* Por Nilma Lacerda *

A cidade como um rolo, antigo volumen a se desenrolar pouco a pouco, liberando o conteúdo nas colunas de texto. É a sensação ao chegar ao coração moderno da cidade do México, onde a antiga Tenochtitlan, antigo e soterrado coração, palpita sob seus escombros. À maneira de igrejas e cidades da Europa e Ásia, este segundo coração bombeia memória da cultura rasurada pelo conquistador nos canais que alimentam os subterrâneos urbanos. Cidade do México, distrito federal da república mexicana, o D. F., em muito semelhante neste século XXI a metrópoles como Tóquio, Seul, São Paulo, Hong Kong. Por veias de antigo e novo coração, chegamos para percorrer a cidade, encontrar suas vozes, os escritos que a marcam e que vai entregando ao visitante interessado.

Cidade do México, 22 de abril de 2006.

Emilia Gallego Alfonso me convida para participar do Festival de la Palabra, evento de promoção de leitura que une várias instituições da América Latina. A direção do Festival encarregou-a de montar um simpósio, a partir de seu conhecimento enquanto presidente do Congreso Lectura. Assim, estamos aqui entre outros, Marina Colasanti, Fernando Cruz Kronfly, Débora Weinschenker, Emilia, para discutir este tema tão contemporâneo, tomado do ângulo que costuma suscitar mais dúvidas e paixão: como fazer com que as pessoas se tornem leitoras? Leitoras de literatura, é evidente, na medida em que leitores do utilitário cotidiano somos obrigatoriamente todos os alfabetizados, e em cifra normalmente alta nas grandes cidades. Na cidade, as pessoas alimentam bibliotecas, arquivos, fundamento da expectativa de quem trabalha com formação de leitores.

**Material fornecido:**
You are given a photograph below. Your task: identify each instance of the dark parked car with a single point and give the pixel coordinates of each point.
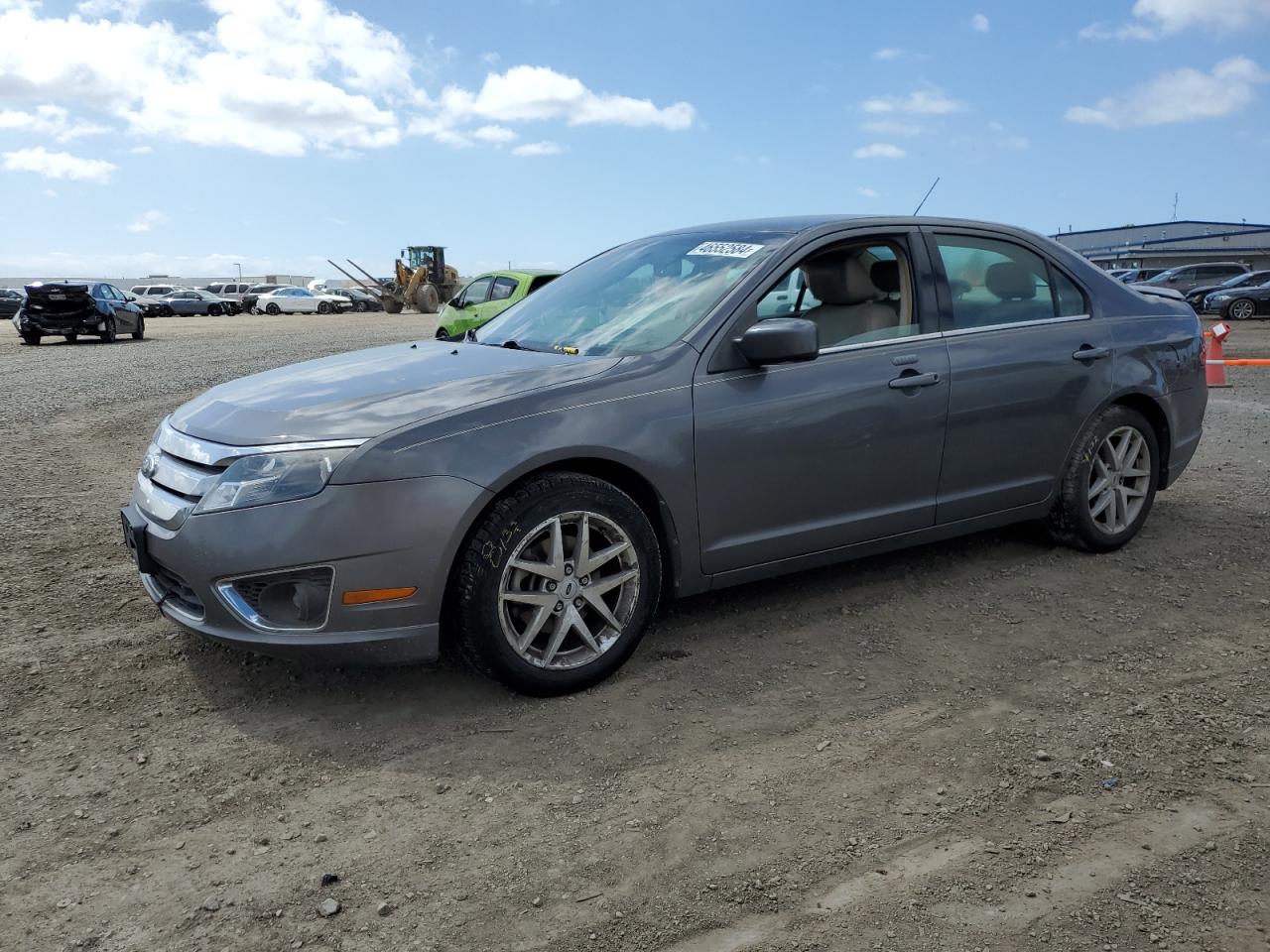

**Tarefas a realizar:**
[1] No trecho sobre a Cidade do México, de que evento de promoção de leitura Emilia Gallego Alfonso convida a autora a participar?
[2] Escreva a continuação do trecho sobre a Cidade do México, começando logo após a última frase apresentada.

**Conjunto de respostas:**
[1] Do Festival de la Palabra.

[2]
Ouvimos Nélida Piñon na palestra de abertura, evocando seu “Presumible Corazón de América”, discurso proferido por ocasião da recepção do Prêmio Juan Rulfo, em 1995.

Sou uma mulher a quem meu avô galego emprestou sua memória. […] Portanto,  meu avô é a minha narrativa. No meu ser sobejam as memórias que não vivi, não apalpei, mas que terei herdado. Minha memória aloja-se onde sempre estiveram o pensamento, a emoção, as paixões humanas. Sou diariamente perseguida pelo espírito da narrativa. Sei que o mundo é narrável e que a arte, em meio ao desespero e a esperança, alcança e interpreta as dimensões humanas.

 

Não tive avô galego me emprestando memória. O avô português, autoritário, era um homem de seu tempo. Impediu minha mãe e minhas tias de estudarem, e dessa forma, me chegou um avesso marcado por espaços em branco, por isso mesmo preenchível, percorrível, narrável.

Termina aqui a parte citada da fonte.